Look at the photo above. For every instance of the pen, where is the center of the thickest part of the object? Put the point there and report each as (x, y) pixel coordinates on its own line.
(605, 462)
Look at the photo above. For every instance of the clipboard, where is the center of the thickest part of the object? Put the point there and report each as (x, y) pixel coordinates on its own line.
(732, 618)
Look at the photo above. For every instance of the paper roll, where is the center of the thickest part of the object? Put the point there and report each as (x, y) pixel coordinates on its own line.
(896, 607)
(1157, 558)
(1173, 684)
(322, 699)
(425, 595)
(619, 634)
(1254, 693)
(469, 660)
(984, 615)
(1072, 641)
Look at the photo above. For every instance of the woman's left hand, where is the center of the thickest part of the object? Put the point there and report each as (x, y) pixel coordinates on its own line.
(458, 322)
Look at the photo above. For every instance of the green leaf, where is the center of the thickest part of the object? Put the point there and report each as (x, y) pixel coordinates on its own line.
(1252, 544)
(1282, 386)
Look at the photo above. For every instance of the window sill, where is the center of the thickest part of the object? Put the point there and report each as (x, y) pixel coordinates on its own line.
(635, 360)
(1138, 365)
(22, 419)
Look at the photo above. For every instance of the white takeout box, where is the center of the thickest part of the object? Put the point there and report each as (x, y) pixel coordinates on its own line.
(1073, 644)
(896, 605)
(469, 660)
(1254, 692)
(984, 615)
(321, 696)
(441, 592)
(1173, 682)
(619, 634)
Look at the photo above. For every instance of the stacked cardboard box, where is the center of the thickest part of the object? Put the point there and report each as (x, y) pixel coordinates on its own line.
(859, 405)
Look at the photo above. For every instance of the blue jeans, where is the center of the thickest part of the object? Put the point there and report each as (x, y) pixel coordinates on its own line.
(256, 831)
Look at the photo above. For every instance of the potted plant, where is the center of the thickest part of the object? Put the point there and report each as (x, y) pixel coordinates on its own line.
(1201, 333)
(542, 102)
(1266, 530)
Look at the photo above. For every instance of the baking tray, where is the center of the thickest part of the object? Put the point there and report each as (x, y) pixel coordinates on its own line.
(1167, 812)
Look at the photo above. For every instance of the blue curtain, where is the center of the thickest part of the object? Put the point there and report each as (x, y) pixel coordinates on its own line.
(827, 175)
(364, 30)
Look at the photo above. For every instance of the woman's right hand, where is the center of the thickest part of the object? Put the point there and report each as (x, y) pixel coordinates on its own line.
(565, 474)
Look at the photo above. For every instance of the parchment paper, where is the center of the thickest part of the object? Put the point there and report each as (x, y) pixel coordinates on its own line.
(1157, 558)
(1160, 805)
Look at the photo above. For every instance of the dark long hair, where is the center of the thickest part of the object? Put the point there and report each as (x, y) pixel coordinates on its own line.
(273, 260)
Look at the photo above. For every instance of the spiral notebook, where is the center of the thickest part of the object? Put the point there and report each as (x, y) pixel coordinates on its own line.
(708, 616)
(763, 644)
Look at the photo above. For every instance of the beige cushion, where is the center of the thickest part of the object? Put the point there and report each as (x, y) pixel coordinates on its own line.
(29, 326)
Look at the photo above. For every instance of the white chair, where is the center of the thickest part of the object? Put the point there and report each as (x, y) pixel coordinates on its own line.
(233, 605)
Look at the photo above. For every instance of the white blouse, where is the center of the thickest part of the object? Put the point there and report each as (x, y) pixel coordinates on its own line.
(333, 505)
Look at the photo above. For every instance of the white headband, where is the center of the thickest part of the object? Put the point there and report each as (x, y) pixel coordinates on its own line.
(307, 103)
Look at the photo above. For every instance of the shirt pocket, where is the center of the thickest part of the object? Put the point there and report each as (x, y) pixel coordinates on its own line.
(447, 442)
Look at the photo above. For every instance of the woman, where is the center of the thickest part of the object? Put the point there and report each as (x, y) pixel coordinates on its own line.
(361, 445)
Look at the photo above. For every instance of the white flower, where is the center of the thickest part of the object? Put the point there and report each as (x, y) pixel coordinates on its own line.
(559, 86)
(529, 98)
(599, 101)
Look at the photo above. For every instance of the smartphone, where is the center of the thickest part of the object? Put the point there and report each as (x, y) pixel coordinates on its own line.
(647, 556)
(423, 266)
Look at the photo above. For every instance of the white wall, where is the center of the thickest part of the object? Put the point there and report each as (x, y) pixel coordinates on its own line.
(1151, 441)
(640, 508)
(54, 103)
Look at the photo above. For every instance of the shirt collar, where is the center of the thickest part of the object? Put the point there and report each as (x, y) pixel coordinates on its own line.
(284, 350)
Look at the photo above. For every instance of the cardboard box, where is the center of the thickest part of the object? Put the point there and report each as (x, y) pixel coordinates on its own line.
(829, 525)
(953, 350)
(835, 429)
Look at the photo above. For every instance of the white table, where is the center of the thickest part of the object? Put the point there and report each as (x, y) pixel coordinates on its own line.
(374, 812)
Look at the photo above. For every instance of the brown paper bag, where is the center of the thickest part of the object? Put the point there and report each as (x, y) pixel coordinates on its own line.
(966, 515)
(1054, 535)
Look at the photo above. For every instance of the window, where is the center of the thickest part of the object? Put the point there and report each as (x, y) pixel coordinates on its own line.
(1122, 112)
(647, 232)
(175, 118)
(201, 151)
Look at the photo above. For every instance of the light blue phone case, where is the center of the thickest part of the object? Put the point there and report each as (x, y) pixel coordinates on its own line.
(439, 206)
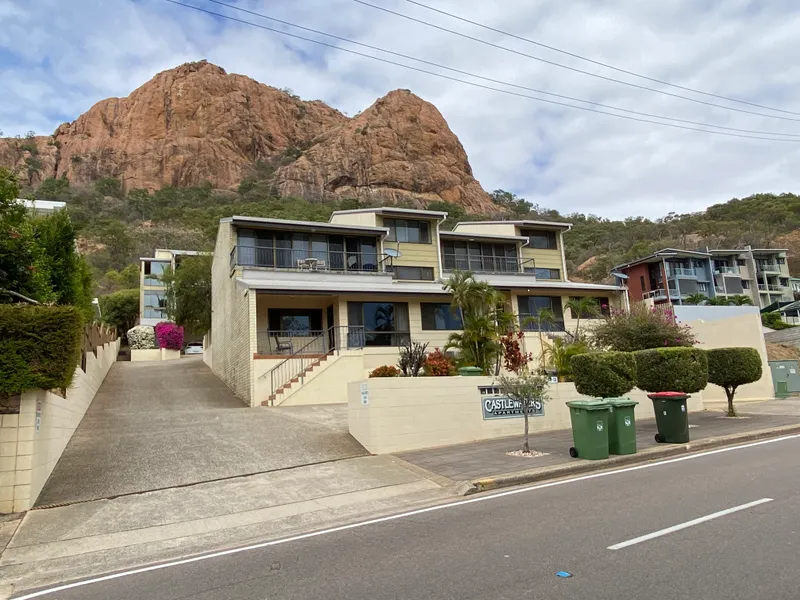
= = = = = = =
(Task to carry out) The data above should be restated exactly, with its images dropped.

(Answer for the task)
Look at the photo above. For every instance of the pen, where is the center of the thickest part of the object? Put the point there and report each as (x, y) pixel coordinates on its own line.
(605, 462)
Look at the photo above. For every instance of the clipboard, where is the center of the thickest part of the object? Put the point there and report each as (x, y) pixel coordinates on its own line.
(732, 618)
Look at the photo above. For every instance of the paper roll, where is the center of the thickest part of the object? Put the point there and report each as (x, y) pixel coordinates on its own line.
(896, 607)
(1157, 558)
(1173, 684)
(322, 699)
(425, 595)
(619, 634)
(1254, 693)
(469, 660)
(984, 615)
(1072, 641)
Look at the photo above. For every instance of the woman's left hand, where is the center of the thickest part of the object? Put the point there and report each as (x, y) pixel coordinates on its own line.
(458, 322)
Look at the photo above. For every instance of the green leaf, where is the center of the thickest part of the object? Put the point there and report each as (x, y) pixel coordinates on its own line.
(1252, 544)
(1282, 386)
Look at the photo above. For every instance of the window sill, where is the center of the thickest part of the object? Put the point there and report each as (x, y) pixel coordinates on its own line.
(635, 360)
(1138, 365)
(22, 419)
Look at the photo above. For every instance of the white takeout box, where is the center of the thickest part of the object? Put the point there and report each as (x, y) pixel coordinates on its own line.
(1073, 644)
(896, 605)
(469, 660)
(1254, 692)
(984, 615)
(321, 696)
(441, 592)
(1173, 682)
(619, 634)
Look at the photo above. For every instance of the stacked cardboard box, where is the center of the thickest part of the object? Put the point there and report each as (x, y) pixel coordinates on its own line.
(859, 405)
Look at the photo above. For every instance of the blue jeans, where is the center of the thickest part of the object? Put the point there and report each as (x, y) pixel coordinates on its own line.
(256, 831)
Look at the photo above. For every instance of the potted plant, where is the center of the thickest part of the object? Put the point there and report each as (x, y) pixel coordinates on its own line.
(1201, 333)
(542, 102)
(1266, 530)
Look at the photo above. For every instance of the baking tray, where is the center of the thickest part of the object? Put the point there and report each as (x, y) pixel coordinates on its own line.
(1167, 812)
Look at the photo above. For every instance of the blue curtain, where is the center of the thickest part of the object? Put the point there and report each as (x, y) pixel coordinates on its own line.
(827, 175)
(364, 30)
Look at the photo above. For every instance of the woman's right hand, where is the center of the thickest part of the object? Put the point there and report each as (x, y) pixel coordinates on its own line.
(565, 474)
Look at the photo above. For every instance of the parchment paper, where is the center of the thickest part of the object? Put the point there and report each as (x, y) pixel coordinates on its own line.
(1157, 558)
(1160, 805)
Look at the photo above. For every instance of the dark long hair, where is the center of the thickest part of the object? Put the point there and report each as (x, y) pixel coordinates on its own line.
(273, 260)
Look at the photo above. For every instance of the spiral notebook, where is the center of the thickest part of the object? Put the point there and report each as (x, y) pixel coordinates on its own line.
(708, 616)
(763, 644)
Look at the photo above. For every instance of the beige cushion, where is the center of the thickest part of the object? Put the point there and report each as (x, y) pixel coordinates on its own line.
(29, 326)
Look at the photo above. For every instance of the white chair, where is the center of the thickest part of the object? Put the point there and report each as (x, y) pixel coordinates on its own line.
(233, 605)
Look at the photo above. For every instance of the white blouse, where is the center of the thickest part of the object? Put the point there and report each as (x, y) pixel coordinates on its own line.
(333, 505)
Look at the photo above. For every instance of the white headband, where is the center of the thickest part of the object? Put the point there and report each as (x, y) pixel coordinates on its own line.
(307, 103)
Look at the photo above. For every instance of the shirt pocket, where is the center of the thickest part of the object? Put the point there and report each as (x, y) pixel coordinates on its own line.
(447, 442)
Look at the photo above. For every instance of the woman, where is the center of the thickest part of the object? Put the point there and report each as (x, y) pixel coordinates on its own line.
(361, 445)
Look at the photo above. For every instance of the white flower, where is the center of the thickest part of the object? Put the point there and report each as (x, y) pixel coordinates on its own line.
(559, 86)
(529, 98)
(599, 101)
Look at the photo above. For every instance of the smartphone, where is the center of the thickest part of the object? Put the point there and report each as (x, y) pixel coordinates on its own line.
(647, 556)
(423, 266)
Look at the photo above. For every instance of the white wall, where is the center of the thickest part of the object? Put the point there and report each as (x, y) pixel coordinates on its own line.
(1151, 441)
(640, 508)
(54, 103)
Look at the photo above. For every instance of the shirt collar, where is the center of the thickest part of the object? Put the point there and report each as (x, y) pixel coordinates on its own line.
(284, 350)
Look at the photo above. For every instance of the cardboard box, where is the center of the thickest part of the object? Put the point there and report each as (x, y) pixel coordinates on its own line.
(829, 525)
(953, 350)
(835, 429)
Look at the photo above. For every instance of the white table, where is the center of the thickest part of the object? Put the point there and report each as (x, y) pixel coordinates on its own line.
(374, 812)
Look at the photo above. For every instance of the brown paper bag, where is the center of the thickest part of the object? Put the point there and report each as (x, y) pixel coordinates on its own line.
(966, 515)
(1054, 535)
Look at the photo above. For every instance of the window, where is the center of the thickest part of the object? Put the point there and report each as (x, y) pixel coordinates on its own line.
(1122, 112)
(647, 232)
(175, 118)
(201, 151)
Look at the photo above. For every instance of the light blue phone case, where is the center of the thickest part of the object? Put the point there and report each as (x, y) pixel coordinates on its own line.
(439, 206)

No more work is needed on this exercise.